(Challenge A):
Set out the entries as a numbered list, starting at the line that contains "Tag every instance of the roasted cherry" and ending at the last line of the entries, both included, with blank lines omitted.
-------- Excerpted text --------
On Aug 30, 2011, at 12:07 PM, Ashley Aitken wrote:

> 
> Hi Larry,
> 
> Thanks for your post.
> 
> On 30/08/2011, at 11:49 PM, Lawrence Sica wrote:
> 
>> Mac App store has no restriction, the iTunes app store does. That is what it 
>> says.  This jives with what Steve said and what I've seen bear out.  This is 
>> more about media than apps really which makes a lot of sense.
> 
> 
> This is sound it looks but I'm not so sure it’s the reality or at least the 
> future.
> 
> Also from the license:
> 
>> (i) You may download and use an application from the Mac App Store (“Mac App 
>> Store Product”) for personal, non-commercial use on any Apple-branded 
>> products running Mac OS X (“Mac Computer”) that you own or control.
> 
> Which sounds good ... until family members want to have their own MAS 
> accounts or MAS and iTunes accounts merge.

It is not.  Note the control/own.  It ties the apple id to the application with 
few restrictions.
--------
(Challenge B):
In the email exchange about the app store license, what does the final reply say the license ties the Apple ID to?
-------- Input for this task --------
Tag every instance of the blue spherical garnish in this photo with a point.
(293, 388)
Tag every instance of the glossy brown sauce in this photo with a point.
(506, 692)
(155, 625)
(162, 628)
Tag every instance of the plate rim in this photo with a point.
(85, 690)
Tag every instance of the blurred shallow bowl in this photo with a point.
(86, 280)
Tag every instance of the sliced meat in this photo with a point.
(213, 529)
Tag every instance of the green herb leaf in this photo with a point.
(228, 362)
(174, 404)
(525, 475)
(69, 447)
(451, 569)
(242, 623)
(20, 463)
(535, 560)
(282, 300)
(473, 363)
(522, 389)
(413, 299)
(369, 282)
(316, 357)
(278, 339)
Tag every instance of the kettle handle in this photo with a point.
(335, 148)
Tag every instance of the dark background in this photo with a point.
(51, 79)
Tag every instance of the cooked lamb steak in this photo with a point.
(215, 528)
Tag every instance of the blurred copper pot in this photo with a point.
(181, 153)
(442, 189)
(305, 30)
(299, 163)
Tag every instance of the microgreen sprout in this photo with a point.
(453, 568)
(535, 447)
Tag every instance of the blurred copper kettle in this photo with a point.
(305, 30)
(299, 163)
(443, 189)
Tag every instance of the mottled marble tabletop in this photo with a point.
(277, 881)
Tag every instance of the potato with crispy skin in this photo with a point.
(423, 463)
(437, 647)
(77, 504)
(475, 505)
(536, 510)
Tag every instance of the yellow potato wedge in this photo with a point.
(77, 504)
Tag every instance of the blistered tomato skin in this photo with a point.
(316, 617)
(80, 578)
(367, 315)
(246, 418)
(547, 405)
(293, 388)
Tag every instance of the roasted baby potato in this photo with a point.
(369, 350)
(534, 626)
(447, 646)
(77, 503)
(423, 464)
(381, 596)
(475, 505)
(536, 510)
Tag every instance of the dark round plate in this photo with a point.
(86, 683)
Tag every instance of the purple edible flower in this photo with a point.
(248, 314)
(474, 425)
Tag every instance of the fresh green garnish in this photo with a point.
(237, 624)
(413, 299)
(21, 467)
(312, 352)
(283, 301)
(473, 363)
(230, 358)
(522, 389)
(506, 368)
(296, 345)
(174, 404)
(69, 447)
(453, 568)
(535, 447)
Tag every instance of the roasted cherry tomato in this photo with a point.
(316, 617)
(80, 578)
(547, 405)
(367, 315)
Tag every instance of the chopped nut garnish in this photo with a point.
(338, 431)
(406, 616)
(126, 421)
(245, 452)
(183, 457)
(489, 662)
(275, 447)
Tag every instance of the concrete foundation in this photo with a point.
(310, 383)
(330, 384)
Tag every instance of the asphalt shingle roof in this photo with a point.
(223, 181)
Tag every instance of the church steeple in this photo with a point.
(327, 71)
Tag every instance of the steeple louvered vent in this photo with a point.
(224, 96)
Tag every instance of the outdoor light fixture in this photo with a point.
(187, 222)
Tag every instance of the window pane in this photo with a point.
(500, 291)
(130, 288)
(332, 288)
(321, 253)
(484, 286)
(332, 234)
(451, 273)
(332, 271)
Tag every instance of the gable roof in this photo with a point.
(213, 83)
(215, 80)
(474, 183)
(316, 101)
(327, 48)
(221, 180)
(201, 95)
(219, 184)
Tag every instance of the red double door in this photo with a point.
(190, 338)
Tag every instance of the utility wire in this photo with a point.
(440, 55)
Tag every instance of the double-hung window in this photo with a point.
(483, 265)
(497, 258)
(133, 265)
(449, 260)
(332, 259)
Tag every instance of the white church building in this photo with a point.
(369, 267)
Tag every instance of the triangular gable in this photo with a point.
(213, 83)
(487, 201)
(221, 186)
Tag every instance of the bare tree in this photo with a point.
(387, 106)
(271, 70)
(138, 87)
--------
(Final result A):
1. Tag every instance of the roasted cherry tomato in this photo with a point.
2. (316, 617)
3. (80, 578)
4. (547, 405)
5. (367, 315)
6. Tag every instance of the chopped nut garnish in this photo with a point.
7. (338, 431)
8. (406, 616)
9. (126, 421)
10. (245, 452)
11. (183, 457)
12. (489, 662)
13. (275, 447)
14. Tag every instance of the concrete foundation in this photo with a point.
15. (310, 383)
16. (330, 384)
17. Tag every instance of the asphalt shingle roof in this photo with a point.
18. (223, 181)
19. Tag every instance of the church steeple in this photo with a point.
20. (327, 71)
21. Tag every instance of the steeple louvered vent in this photo with a point.
22. (224, 96)
23. Tag every instance of the outdoor light fixture in this photo with a point.
24. (187, 222)
25. Tag every instance of the window pane in this photo with a point.
26. (500, 291)
27. (130, 288)
28. (332, 288)
29. (321, 253)
30. (484, 286)
31. (332, 234)
32. (451, 273)
33. (332, 271)
34. Tag every instance of the gable roof in this photo with a point.
35. (213, 83)
36. (215, 80)
37. (474, 183)
38. (316, 101)
39. (327, 48)
40. (221, 180)
41. (201, 95)
42. (219, 184)
43. Tag every instance of the red double door in this photo with a point.
44. (190, 338)
45. Tag every instance of the utility wire in this photo with a point.
46. (440, 55)
47. Tag every instance of the double-hung window in this photo with a point.
48. (483, 265)
49. (497, 258)
50. (133, 265)
51. (449, 260)
52. (332, 259)
53. Tag every instance of the white church building in this photo with a point.
54. (369, 267)
55. Tag every instance of the triangular gable in this photo with a point.
56. (213, 83)
57. (487, 201)
58. (221, 186)
59. Tag every instance of the bare tree in this photo with a point.
60. (387, 106)
61. (271, 70)
62. (138, 87)

(Final result B):
The application, with few restrictions.